Your goal> From the line with "# test: point at every instance of the red computer" to the final line of the records, reproduce every line exactly and only those lines.

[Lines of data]
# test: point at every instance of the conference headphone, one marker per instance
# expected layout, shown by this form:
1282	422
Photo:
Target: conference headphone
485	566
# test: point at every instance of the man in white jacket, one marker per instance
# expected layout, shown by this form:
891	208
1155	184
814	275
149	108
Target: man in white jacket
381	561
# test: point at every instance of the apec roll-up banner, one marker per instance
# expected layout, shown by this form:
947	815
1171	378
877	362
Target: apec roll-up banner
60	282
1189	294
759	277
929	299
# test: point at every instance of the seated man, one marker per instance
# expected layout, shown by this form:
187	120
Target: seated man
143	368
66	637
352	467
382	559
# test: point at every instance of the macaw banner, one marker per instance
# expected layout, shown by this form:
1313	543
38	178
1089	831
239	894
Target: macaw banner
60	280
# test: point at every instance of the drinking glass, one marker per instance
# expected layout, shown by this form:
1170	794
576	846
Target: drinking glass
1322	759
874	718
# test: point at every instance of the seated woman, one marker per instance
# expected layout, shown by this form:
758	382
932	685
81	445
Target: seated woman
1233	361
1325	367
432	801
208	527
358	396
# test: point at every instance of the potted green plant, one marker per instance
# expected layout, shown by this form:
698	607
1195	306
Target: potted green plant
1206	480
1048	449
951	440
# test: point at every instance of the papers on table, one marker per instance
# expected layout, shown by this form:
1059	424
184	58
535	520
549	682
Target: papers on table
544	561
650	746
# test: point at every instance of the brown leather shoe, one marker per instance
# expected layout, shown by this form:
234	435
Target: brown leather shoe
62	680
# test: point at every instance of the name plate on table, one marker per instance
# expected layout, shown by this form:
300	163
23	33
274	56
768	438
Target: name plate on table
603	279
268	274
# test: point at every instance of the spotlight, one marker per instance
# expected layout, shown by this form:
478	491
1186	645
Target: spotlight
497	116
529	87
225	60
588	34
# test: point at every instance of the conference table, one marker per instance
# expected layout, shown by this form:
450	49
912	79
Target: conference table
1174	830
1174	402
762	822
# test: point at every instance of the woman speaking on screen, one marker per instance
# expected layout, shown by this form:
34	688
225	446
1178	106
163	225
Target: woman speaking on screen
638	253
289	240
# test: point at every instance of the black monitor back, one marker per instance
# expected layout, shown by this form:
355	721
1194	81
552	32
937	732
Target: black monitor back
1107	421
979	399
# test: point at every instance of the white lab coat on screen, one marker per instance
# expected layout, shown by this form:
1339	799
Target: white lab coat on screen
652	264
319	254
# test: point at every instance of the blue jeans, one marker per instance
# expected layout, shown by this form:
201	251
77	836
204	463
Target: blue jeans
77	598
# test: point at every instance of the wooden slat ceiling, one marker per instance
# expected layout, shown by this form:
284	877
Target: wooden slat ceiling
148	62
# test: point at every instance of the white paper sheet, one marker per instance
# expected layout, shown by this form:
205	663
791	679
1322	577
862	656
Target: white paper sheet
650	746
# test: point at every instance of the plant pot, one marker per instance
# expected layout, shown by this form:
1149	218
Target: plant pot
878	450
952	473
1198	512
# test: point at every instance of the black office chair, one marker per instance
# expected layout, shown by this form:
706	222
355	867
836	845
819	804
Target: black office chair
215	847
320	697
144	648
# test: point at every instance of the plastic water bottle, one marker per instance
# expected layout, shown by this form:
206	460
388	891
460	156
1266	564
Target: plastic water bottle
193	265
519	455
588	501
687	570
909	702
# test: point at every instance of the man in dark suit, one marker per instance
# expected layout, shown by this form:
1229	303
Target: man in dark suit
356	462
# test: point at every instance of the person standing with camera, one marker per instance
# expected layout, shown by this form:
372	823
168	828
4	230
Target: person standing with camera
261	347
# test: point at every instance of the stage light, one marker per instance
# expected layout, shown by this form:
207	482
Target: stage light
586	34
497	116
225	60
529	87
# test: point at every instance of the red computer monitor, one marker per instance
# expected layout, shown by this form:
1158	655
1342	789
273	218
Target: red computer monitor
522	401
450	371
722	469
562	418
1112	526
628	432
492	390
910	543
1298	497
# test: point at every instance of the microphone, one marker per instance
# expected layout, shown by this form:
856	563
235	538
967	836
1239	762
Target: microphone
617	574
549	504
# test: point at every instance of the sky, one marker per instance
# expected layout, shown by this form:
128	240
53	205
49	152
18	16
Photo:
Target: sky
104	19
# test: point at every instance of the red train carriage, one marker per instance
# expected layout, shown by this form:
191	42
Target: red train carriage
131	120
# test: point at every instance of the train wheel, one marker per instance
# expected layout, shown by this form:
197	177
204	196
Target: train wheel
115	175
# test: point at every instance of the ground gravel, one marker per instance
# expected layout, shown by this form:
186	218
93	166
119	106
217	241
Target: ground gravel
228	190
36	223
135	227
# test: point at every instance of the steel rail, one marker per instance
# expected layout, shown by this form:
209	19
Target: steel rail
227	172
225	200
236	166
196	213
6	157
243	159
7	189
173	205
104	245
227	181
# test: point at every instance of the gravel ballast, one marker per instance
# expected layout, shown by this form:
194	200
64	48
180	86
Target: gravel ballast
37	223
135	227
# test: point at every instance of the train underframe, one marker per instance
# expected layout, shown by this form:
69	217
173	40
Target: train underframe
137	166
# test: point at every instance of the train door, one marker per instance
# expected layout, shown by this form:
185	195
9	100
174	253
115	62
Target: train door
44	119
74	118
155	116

Written solution>
# test: point at every instance of the red computer monitor, one marker per instance
# expected layout, shown by this form:
1158	655
1342	789
273	218
Target: red computer monitor
522	401
450	371
722	469
562	418
1112	526
628	432
492	390
910	543
1298	497
# test: point at every instance of the microphone, one marker per instance
# expected layout, shown by this form:
856	563
235	538
967	836
1239	762
Target: microphone
617	574
549	504
# test: point at every instance of the sky, one marker per instance
# expected layout, shown by this form:
128	240
53	205
49	152
18	16
Photo:
Target: sky
104	19
# test: point at every instance of the red train carriage, one marker per instance
# expected layout, shown by this form:
191	42
Target: red train carriage
131	120
# test: point at every instance of the train wheel, one marker per instance
# expected layout, shown by this form:
197	177
204	196
Target: train wheel
115	175
# test: point at every instance of the ground gravel, one marker per instance
# expected layout, shown by this form:
186	218
93	166
119	106
217	241
Target: ground gravel
228	190
36	223
135	227
# test: point at every instance of the steel rail, one marker per instance
# expected layout, shown by this form:
209	19
Target: steel rail
227	172
225	200
236	166
196	213
6	157
243	159
7	189
173	205
104	245
227	181
# test: point at every instance of the gravel ballast, one marker per instance
# expected layout, shown by this form:
194	200
64	48
180	86
Target: gravel ballast
37	223
135	227
# test: point at every instance of the train underframe, one marker per instance
# expected layout, shown by this form:
69	217
173	40
Target: train underframe
137	166
# test: point at every instance of the train door, one marker per instance
# expected layout, shown by this form:
185	195
9	100
174	253
115	62
Target: train door
44	119
74	118
155	116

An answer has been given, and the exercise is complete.